Analysis: MWAPE MUSONDA
ON OCTOBER 24, 1964, the orations were delivered, bands played, the guns boomed and the flag of a new nation Zambia was raised. The words “Independence! Independence! and Unity” travelled fast across the land to the furthest, smallest Zambian village and there too the tom-tom took up the cry, “Independence and unity of purpose.”
We came across the above passage recently in our continued pursuit for knowledge about the history of our country in the book written by Frank M. Chitambala titled “History of the United National Independence Party”. We strongly share in the belief of Maya Angelou, who said that “You can’t really know where you are going until you know where you have been.”
In the book, Mr Chitambala explains how the stranger managed to colonise our country by destroying its culture and traditional village life and also sabotaging customs in the mines, farms and missionary stations. The colonialist changed the nomenclature to either Angelic, Scottish or Dutch depending entirely on their nationality.
“When he asked for your name and you answered ‘Kapwepwe’, he would tell you the name was too long for me to catch correctly or it was a bad name or indeed unchristian and … he will call you Simon and that is how psychological colonisation and demoralisation of the African was carried out.”

EXERCISE INSTRUCTIONS:
[1] According to the article on Zambian independence, on what date was the flag of Zambia first raised?
[2] Copy the article on Zambian independence word for word, from "In the book, Mr" up to and including "on their nationality.".

EXERCISE DATA:

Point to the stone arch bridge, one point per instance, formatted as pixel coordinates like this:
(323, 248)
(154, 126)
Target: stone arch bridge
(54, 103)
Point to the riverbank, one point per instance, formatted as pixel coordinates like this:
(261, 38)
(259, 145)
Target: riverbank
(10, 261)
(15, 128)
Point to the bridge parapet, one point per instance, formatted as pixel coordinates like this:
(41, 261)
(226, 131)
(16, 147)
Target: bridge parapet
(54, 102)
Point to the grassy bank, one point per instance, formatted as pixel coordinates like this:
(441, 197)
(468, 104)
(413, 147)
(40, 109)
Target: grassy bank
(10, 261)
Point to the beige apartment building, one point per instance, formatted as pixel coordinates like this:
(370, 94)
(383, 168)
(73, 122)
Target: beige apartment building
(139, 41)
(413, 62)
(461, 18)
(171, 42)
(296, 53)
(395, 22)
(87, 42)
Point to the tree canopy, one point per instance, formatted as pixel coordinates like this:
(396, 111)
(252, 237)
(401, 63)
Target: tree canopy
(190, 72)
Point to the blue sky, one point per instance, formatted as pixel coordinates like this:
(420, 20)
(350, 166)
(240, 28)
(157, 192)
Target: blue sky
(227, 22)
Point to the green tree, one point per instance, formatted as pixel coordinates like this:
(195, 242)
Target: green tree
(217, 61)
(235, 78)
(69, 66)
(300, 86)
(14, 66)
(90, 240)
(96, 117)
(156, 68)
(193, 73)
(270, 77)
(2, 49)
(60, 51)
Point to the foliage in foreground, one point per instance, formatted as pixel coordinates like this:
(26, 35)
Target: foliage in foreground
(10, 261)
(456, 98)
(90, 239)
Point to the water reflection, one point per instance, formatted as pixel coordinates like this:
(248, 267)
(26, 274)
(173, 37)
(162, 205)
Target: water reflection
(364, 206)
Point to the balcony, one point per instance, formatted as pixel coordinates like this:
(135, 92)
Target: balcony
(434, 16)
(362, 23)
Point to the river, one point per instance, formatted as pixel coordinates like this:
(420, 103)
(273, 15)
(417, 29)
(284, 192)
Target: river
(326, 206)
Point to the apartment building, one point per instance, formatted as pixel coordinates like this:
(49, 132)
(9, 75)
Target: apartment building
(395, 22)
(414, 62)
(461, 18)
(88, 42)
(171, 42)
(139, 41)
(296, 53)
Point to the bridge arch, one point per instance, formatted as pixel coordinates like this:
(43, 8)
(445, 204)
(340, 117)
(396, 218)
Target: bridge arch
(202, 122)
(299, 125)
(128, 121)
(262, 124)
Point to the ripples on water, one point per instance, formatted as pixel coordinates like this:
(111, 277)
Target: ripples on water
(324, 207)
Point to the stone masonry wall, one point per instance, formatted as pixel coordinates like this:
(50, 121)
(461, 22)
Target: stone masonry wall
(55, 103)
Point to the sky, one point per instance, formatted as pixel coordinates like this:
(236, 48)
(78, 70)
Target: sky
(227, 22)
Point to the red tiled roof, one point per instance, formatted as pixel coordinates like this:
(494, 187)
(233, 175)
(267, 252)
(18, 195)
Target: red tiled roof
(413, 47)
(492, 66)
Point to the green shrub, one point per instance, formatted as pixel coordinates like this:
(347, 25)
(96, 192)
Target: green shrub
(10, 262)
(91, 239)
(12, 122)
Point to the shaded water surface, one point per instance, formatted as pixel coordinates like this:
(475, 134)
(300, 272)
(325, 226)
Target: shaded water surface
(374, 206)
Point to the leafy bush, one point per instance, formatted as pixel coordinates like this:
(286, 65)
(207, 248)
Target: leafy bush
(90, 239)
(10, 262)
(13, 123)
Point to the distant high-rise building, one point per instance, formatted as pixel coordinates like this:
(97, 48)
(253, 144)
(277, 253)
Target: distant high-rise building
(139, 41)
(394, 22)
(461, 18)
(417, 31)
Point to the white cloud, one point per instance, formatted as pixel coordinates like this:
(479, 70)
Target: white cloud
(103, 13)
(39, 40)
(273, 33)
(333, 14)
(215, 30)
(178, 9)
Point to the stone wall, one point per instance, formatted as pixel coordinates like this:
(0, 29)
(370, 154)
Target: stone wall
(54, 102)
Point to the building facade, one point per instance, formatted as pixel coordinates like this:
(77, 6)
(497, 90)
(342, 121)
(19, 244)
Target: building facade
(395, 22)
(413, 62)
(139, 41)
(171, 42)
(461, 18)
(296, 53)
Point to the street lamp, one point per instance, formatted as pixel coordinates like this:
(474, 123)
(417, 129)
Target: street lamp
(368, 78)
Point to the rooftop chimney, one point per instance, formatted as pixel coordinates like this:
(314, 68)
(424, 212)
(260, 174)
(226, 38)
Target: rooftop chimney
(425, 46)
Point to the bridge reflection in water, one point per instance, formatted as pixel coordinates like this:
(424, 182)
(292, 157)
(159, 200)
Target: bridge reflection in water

TASK-BY-TASK OUTPUTS:
[1] October 24, 1964

[2]
In the book, Mr Chitambala explains how the stranger managed to colonise our country by destroying its culture and traditional village life and also sabotaging customs in the mines, farms and missionary stations. The colonialist changed the nomenclature to either Angelic, Scottish or Dutch depending entirely on their nationality.